**Problem to solve**
Write the next part of the tax treaty text, picking up after its final sentence about undistributed profits.

**Text section**
If either of these conditions is met and the terms between the two enterprises differ from those between independent enterprises, resulting in unreported profits, those profits may be added to the taxable profits of the enterprise.

Additionally, if a Contracting State taxes profits of its enterprise that have already been taxed by the other Contracting State —and those profits would have accrued to the first enterprise under independent conditions—the other Contracting State will adjust the tax amount appropriately. This adjustment will consider the other provisions of the Convention, and the competent authorities of both Contracting States will consult each other if needed.

Article 11: Dividends

Dividends paid by a company in one Contracting State to a resident of the other Contracting State can be taxed in that other Contracting State. However, these dividends can also be taxed in the Contracting State where the company paying the dividends is based, but if the recipient is a resident of the other Contracting State:

  • the tax cannot exceed 15% of the gross amount of the dividends where those dividends are paid out of income derived directly or indirectly from immovable property by an investment vehicle which distributes its income annually.
  • 10 % of the gross amount of dividends, in all other cases.

When a company from one Contracting State earns profits or income from the other Contracting State, that other Contracting State cannot tax the dividends paid by the company, except if the dividends are paid to a resident of that other Contracting State or if the holding related to the dividends is connected to a permanent establishment in that Contracting State. Additionally, the other Contracting State cannot impose a tax on the company's undistributed profits, even if those profits originate from within that Contracting State.

**Data shown**

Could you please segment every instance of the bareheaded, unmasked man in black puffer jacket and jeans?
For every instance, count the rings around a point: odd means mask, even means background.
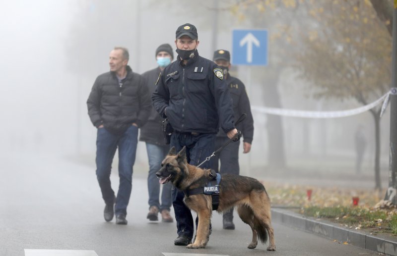
[[[146,123],[151,100],[144,78],[128,66],[126,48],[110,52],[110,72],[99,75],[87,100],[88,115],[98,128],[96,141],[96,175],[105,201],[104,218],[127,224],[127,206],[132,190],[132,166],[138,127]],[[110,184],[111,165],[119,149],[120,185],[117,197]]]

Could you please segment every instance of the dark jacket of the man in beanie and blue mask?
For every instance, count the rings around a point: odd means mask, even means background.
[[[156,89],[156,81],[160,72],[160,68],[156,67],[142,74],[143,78],[145,78],[146,86],[150,95]],[[139,140],[163,146],[165,145],[163,132],[161,131],[161,121],[163,120],[163,118],[161,118],[159,113],[157,113],[156,109],[154,109],[151,104],[150,106],[151,111],[149,114],[149,118],[147,119],[147,122],[140,128]]]

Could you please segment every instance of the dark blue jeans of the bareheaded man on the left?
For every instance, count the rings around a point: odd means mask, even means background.
[[[123,134],[115,135],[105,128],[99,128],[96,140],[96,176],[105,204],[112,204],[115,192],[110,184],[113,157],[119,148],[119,192],[115,212],[127,214],[127,205],[132,190],[132,166],[135,162],[138,127],[130,126]]]

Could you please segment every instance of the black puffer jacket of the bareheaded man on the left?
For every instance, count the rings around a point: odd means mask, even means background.
[[[88,115],[94,126],[101,124],[122,134],[136,123],[142,126],[150,113],[150,95],[144,79],[127,66],[127,76],[119,84],[115,72],[99,75],[87,100]]]

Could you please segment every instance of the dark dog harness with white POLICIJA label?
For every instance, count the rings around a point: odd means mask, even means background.
[[[211,177],[212,179],[208,182],[207,186],[184,190],[183,193],[186,197],[199,194],[211,195],[212,210],[216,210],[219,206],[219,183],[221,177],[220,174],[215,173],[214,170],[211,170],[211,172],[209,173],[209,177]]]

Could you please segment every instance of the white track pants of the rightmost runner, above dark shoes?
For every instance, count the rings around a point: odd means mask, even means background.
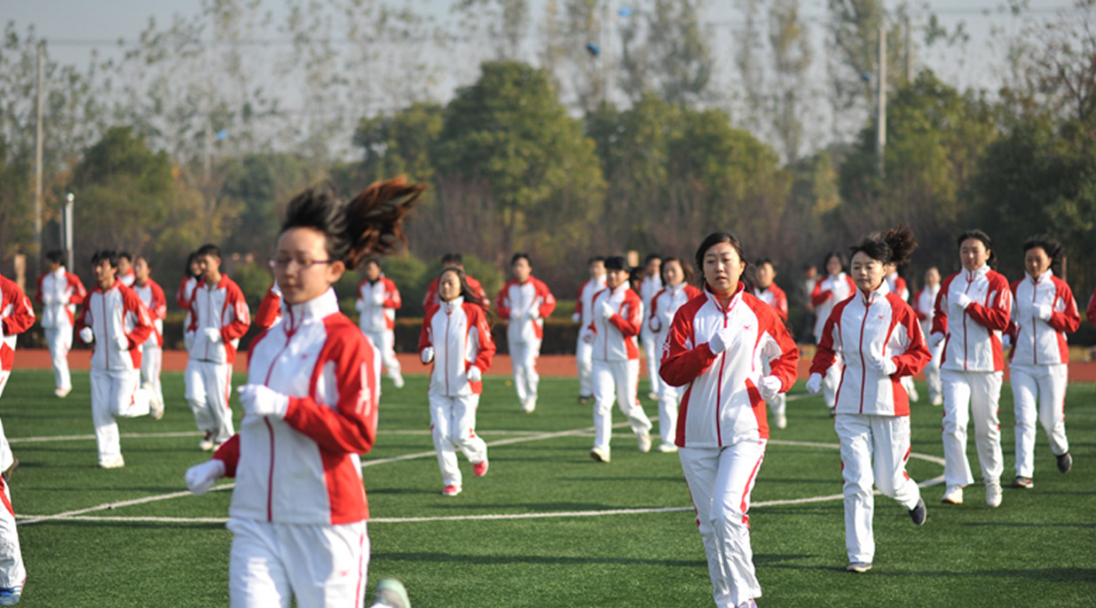
[[[1035,421],[1047,432],[1050,451],[1061,456],[1070,451],[1065,438],[1066,364],[1012,365],[1013,408],[1016,412],[1016,475],[1035,477]]]

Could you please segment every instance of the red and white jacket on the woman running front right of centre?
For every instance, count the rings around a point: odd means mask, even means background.
[[[708,342],[723,328],[741,328],[713,355]],[[739,285],[727,308],[705,290],[677,310],[662,346],[662,379],[687,387],[677,411],[677,447],[723,447],[768,439],[765,402],[757,382],[762,357],[786,391],[796,382],[799,348],[773,307]]]

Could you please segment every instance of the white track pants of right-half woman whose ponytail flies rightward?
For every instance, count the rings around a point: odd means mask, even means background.
[[[837,414],[841,470],[845,478],[845,550],[849,562],[871,563],[876,538],[871,527],[871,486],[906,511],[917,506],[921,490],[905,472],[910,455],[910,416]]]

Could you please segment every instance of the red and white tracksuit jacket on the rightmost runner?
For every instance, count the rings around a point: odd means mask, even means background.
[[[1008,333],[1013,339],[1009,364],[1054,365],[1070,363],[1070,347],[1065,334],[1077,331],[1081,314],[1073,290],[1066,283],[1047,271],[1032,279],[1025,275],[1011,286],[1013,292],[1012,323]],[[1039,308],[1051,307],[1049,321],[1039,319]]]

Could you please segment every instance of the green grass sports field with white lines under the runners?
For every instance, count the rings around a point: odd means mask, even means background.
[[[117,470],[95,467],[88,377],[73,380],[72,393],[58,400],[52,372],[16,370],[0,399],[22,461],[12,478],[30,573],[20,606],[227,606],[231,536],[222,521],[230,492],[185,493],[183,472],[208,455],[197,449],[182,375],[164,375],[163,420],[121,422],[126,467]],[[461,459],[465,491],[454,498],[439,494],[426,377],[409,376],[402,390],[385,382],[379,437],[364,471],[373,516],[369,597],[378,581],[397,577],[416,608],[711,605],[676,455],[639,454],[618,426],[613,462],[593,462],[592,415],[575,403],[574,380],[544,379],[537,412],[526,415],[505,380],[486,379],[478,427],[493,445],[491,470],[472,478]],[[1011,480],[1007,386],[1002,404]],[[996,511],[985,506],[980,485],[968,489],[966,505],[946,508],[937,484],[924,490],[928,521],[915,528],[904,509],[877,497],[875,569],[854,575],[843,570],[832,423],[821,398],[789,402],[789,427],[774,429],[753,493],[760,604],[1096,605],[1094,405],[1093,385],[1071,385],[1074,470],[1058,472],[1040,429],[1035,489],[1006,487]],[[647,410],[655,417],[653,405]],[[911,461],[911,475],[939,478],[938,408],[914,406],[913,450],[926,458]],[[969,450],[977,470],[973,438]],[[833,498],[792,502],[826,496]]]

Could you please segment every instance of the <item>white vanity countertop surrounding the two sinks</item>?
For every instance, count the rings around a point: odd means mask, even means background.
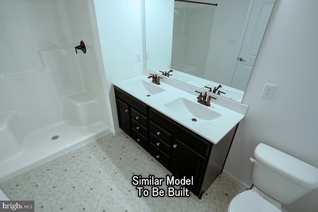
[[[151,95],[150,97],[147,97],[147,95],[145,95],[146,93],[141,92],[141,89],[138,89],[136,86],[136,83],[138,83],[138,81],[146,81],[147,83],[151,83],[152,79],[147,79],[147,76],[145,75],[140,75],[137,77],[117,81],[114,82],[113,85],[125,91],[126,93],[132,95],[141,102],[153,107],[154,109],[158,110],[159,112],[168,116],[174,121],[180,123],[181,125],[191,129],[192,131],[211,141],[213,144],[217,144],[233,127],[235,127],[239,123],[239,121],[245,115],[248,106],[236,103],[231,100],[225,100],[225,98],[212,94],[209,95],[217,97],[217,100],[212,99],[211,106],[204,106],[200,103],[197,103],[197,93],[195,93],[195,90],[199,89],[193,88],[193,94],[189,94],[183,90],[168,85],[168,83],[164,83],[165,81],[168,82],[172,79],[168,79],[166,77],[163,78],[164,79],[161,80],[160,85],[156,85],[153,83],[152,85],[161,88],[164,91],[155,95]],[[211,120],[197,118],[197,121],[194,122],[191,120],[191,118],[186,117],[178,112],[175,112],[165,106],[166,104],[179,98],[184,98],[195,104],[198,104],[199,106],[218,112],[221,114],[221,116]],[[229,109],[224,106],[227,105],[225,104],[225,101],[231,101],[229,105],[231,105],[232,109]],[[223,106],[218,104],[218,102],[222,103],[221,105]],[[233,106],[233,104],[239,104],[239,112],[233,110],[233,108],[235,107],[235,105]],[[241,109],[242,107],[243,109]]]

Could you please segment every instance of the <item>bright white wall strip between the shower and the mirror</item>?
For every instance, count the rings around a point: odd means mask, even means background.
[[[94,0],[99,40],[112,113],[110,128],[119,130],[112,82],[142,74],[142,0]]]

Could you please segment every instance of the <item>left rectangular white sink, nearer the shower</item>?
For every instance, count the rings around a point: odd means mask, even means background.
[[[131,90],[136,91],[137,94],[145,96],[159,94],[160,92],[164,91],[164,89],[160,88],[160,85],[155,85],[144,80],[134,81],[132,83],[129,83],[128,86]]]

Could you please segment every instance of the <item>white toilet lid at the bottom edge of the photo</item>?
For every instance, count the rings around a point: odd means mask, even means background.
[[[237,195],[229,205],[229,212],[282,212],[251,190]]]

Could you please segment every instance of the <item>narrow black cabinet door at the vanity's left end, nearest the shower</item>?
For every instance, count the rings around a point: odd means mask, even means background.
[[[130,106],[116,98],[119,127],[131,136]]]

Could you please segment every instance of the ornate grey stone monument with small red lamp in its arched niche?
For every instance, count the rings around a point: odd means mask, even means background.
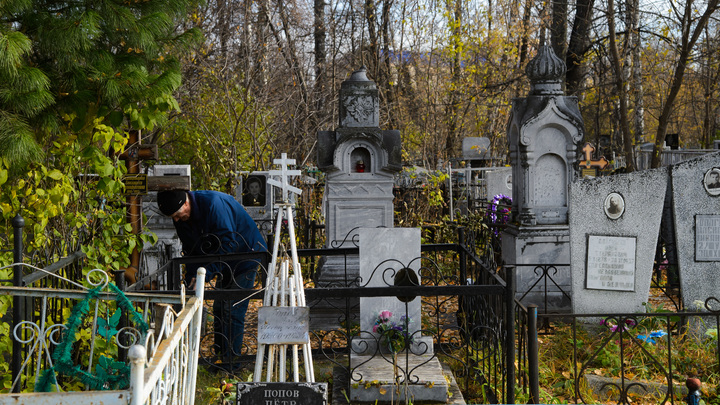
[[[393,227],[400,131],[379,125],[378,89],[361,67],[340,87],[340,126],[318,132],[318,168],[327,173],[323,208],[328,248],[357,247],[360,227]],[[329,256],[318,274],[318,286],[352,284],[359,274],[358,258],[346,262]]]

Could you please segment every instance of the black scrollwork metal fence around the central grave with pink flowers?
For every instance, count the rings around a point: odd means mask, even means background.
[[[459,241],[478,240],[474,232],[465,228],[457,229],[455,235]],[[379,283],[360,278],[357,273],[357,247],[298,250],[307,284],[305,296],[311,313],[314,360],[332,364],[336,371],[346,375],[347,379],[342,384],[349,391],[353,384],[364,381],[358,366],[351,361],[351,354],[387,357],[381,349],[387,336],[361,328],[360,299],[390,297],[390,300],[403,300],[418,296],[422,316],[413,319],[417,328],[406,338],[424,343],[408,345],[406,352],[430,356],[449,364],[465,395],[490,403],[513,403],[516,392],[528,392],[529,389],[527,351],[516,349],[516,344],[525,345],[527,342],[527,316],[523,311],[516,315],[518,307],[514,288],[505,281],[513,280],[510,277],[513,269],[498,271],[494,258],[478,260],[475,255],[478,250],[463,243],[423,244],[421,250],[422,256],[416,258],[416,264],[412,266],[419,281],[406,285],[396,283],[397,270],[385,268],[373,272],[372,277],[378,278]],[[254,368],[257,348],[256,334],[252,333],[256,327],[253,308],[264,295],[268,259],[269,255],[265,253],[175,258],[129,288],[142,289],[148,285],[168,290],[179,288],[181,266],[193,263],[228,267],[227,263],[256,263],[259,274],[252,289],[223,288],[220,275],[211,279],[205,299],[213,302],[213,308],[206,307],[208,320],[200,351],[201,364],[206,367],[249,373]],[[327,281],[319,275],[318,269],[328,261],[342,263],[344,268],[339,271],[340,278]],[[233,330],[234,321],[231,317],[223,317],[217,307],[223,305],[218,303],[233,305],[243,300],[250,300],[250,310],[242,346],[237,347],[231,344],[233,339],[227,332]],[[412,318],[417,314],[394,314],[396,321],[403,316]],[[515,322],[516,319],[518,322]],[[367,347],[363,349],[363,345],[375,349],[368,351]],[[519,364],[522,364],[523,373],[517,388],[516,352],[521,355]],[[409,381],[416,377],[414,373],[417,371],[409,363],[404,366],[399,364],[398,367]]]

**Reply**
Article 12: Interest

Interest earned in one Contracting State and beneficially owned by a resident of the other Contracting State may be taxed in that other Contracting State. However, the Contracting State where the interest arises can also tax it, but if the beneficial owner is a resident of the other Contracting State, the tax cannot exceed 15% of the gross interest amount. However, in certain circumstances the 15% rule does not apply, specifically:

  • If the beneficial owner is exempt from tax on such income in the Contracting State where he is a resident.
  • The beneficial owner sells or makes a contract to sell the holding from which the interest is derived within three months of the date of acquiring the holding.
  • if the interest is paid to a bank engaged in bona fide banking business, which is a resident and the beneficial owner of the interest, the tax in the State where the interest originates shall not exceed 10% of the gross amount.
  • If the interest is paid to the Government, a political subdivision, local authority, or the Reserve Bank of India of one of the Contracting States, it shall be exempt from tax in the State where it arises.
  • Interest arising in India and paid to a resident of the United Kingdom, if beneficially owned and paid on a loan or debt-claim guaranteed or insured by the UK's Export Credits Guarantee Department, shall be exempt from tax in India.
  • Interest arising in the United Kingdom which is paid to and beneficially owned by a resident of India shall be exempt from tax in the United Kingdom if it is paid in respect of a loan made, guaranteed or insured, or any other debt-claim or credit guaranteed or insured by the Export Credits and Guarantee Corporation of India and/or Export-Import Bank of India.

Moreover, these provisions do not apply if the beneficial owner, a resident of one Contracting State, has a permanent establishment in the other Contracting State where the interest arises and the debt-claim is connected with this establishment; in such cases, the business profits article will apply. Interest is considered to arise in the Contracting State where the payer is a resident, but if the payer has a permanent establishment in a Contracting State where the debt-claim was incurred, the interest is deemed to arise in the Contracting State of the permanent establishment.

Article 13: Royalties And Fees for Technical Services       

Royalties and fees for technical services arising in a Contracting State and paid to a resident of the other Contracting State may be taxed in that other State. However, the laws of the State may lead to such royalties being taxed in the Contracting State as well. The catch here is that where the beneficial owner of the royalties is a resident of the other Contracting State, the tax must not exceed:

i)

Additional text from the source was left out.